> **WHAT YOU NEED TO DO**
1. In the review of the anomaly detection benchmarking library, list every source of variety that the review says makes it hard to judge these methods in a general way.
2. Switch "categories" to "families" and write out the review of the anomaly detection library again, starting with "The authors identified" and going on through "computation more efficient.".
3. Continue the review of the anomaly detection benchmarking library from the point where it stops.

> **PASSAGE**

• • • • •

A Comprehensive Library for Benchmarking Multi-class Visual Anomaly Detection
A Comprehensive Library for Benchmarking Multi-class Visual Anomaly Detection
摘要
评审与讨论
Anomaly detection has been a popular topic in image processing for several years, with applications in a variety of fields (industrial and medical are mentioned here). The article notes that many methods have been proposed to address the problem in a specialized or general way, and that with the wide variety of applications, databases, method types, and metrics, it is difficult to assess the strengths, weaknesses, and relevance of these methods in a general way.
The authors of this article have developed a library, ADer, to provide a unified evaluation of recent anomaly detection methods. The result of this evaluation is presented in this article and is intended to help identify the strengths and weaknesses of anomaly detection methods through an evaluation on a variety of datasets and metrics.
The authors identified four main categories of methods and selected 15 for their evaluation, with at least 3 representatives per category. They tested them on 11 industrial, medical, and general databases. The benchmarking was done with 9 different metrics. The authors say that they worked on the practical implementation of these metrics to make their computation more efficient.
The experimental part presents the results of this benchmark in the form of several tables. The evaluation analyzes the quality of detection, but also the efficiency of the training and inference methods, as well as their stability.

• • • • •

Stored dataset items

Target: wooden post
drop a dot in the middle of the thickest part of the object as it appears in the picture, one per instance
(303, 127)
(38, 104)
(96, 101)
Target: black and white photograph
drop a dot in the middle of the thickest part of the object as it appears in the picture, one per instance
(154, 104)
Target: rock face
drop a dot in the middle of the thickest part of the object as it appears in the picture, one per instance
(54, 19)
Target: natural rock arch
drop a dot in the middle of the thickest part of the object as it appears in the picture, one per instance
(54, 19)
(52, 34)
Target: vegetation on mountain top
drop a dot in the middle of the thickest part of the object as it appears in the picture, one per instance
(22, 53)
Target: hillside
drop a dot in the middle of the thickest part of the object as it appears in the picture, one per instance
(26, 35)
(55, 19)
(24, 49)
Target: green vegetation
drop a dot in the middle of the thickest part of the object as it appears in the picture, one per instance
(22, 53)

• • • • •

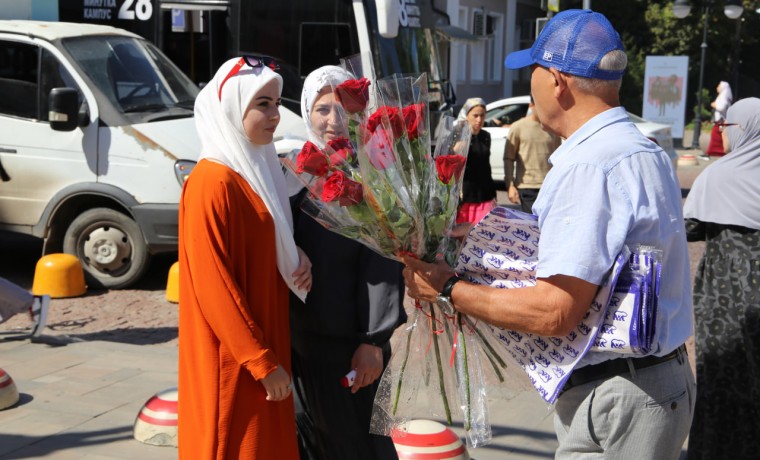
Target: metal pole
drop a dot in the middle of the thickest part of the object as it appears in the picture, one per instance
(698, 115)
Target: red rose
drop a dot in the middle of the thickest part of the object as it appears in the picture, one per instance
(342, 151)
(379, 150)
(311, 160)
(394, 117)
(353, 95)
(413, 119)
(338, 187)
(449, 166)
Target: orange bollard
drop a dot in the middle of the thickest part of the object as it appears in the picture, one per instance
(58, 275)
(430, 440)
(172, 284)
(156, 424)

• • • • •

> **SOLVED PROBLEMS**
1. applications, databases, method types, metrics

2.
The authors identified four main families of methods and selected 15 for their evaluation, with at least 3 representatives per category. They tested them on 11 industrial, medical, and general databases. The benchmarking was done with 9 different metrics. The authors say that they worked on the practical implementation of these metrics to make their computation more efficient.

3.
优点
The paper proposes a library of tools for unified and efficient evaluation of anomaly detection methods. As the authors note, the resources available for evaluation are not efficiently implemented. This can lead to two problems, either a waste of time due to inefficient evaluation, or a non-reproducible and inconsistent evaluation due to differences in metric implementation. The provision of a unified and efficient tool in this article will address both of these problems if the tool is adopted by the community.
Using this library that they have developed, the authors provide us with a series of tables that allow us to compare the different qualities of anomaly detection models. The tables are easy to read and well presented. The metrics allow us to evaluate the quality of detection on several levels, but also the time/memory efficiency of training and inference. This abundance of metrics allows for a unified analysis of the methods (which, however, is mainly accessible to experts in the field).
In addition to the quality and effectiveness metrics, I appreciated that the authors emphasized the stability of the methods by mentioning that the articles tended to present the best results obtained over a number of trials. It is important for a method to be stable and provide consistent results between different training sessions.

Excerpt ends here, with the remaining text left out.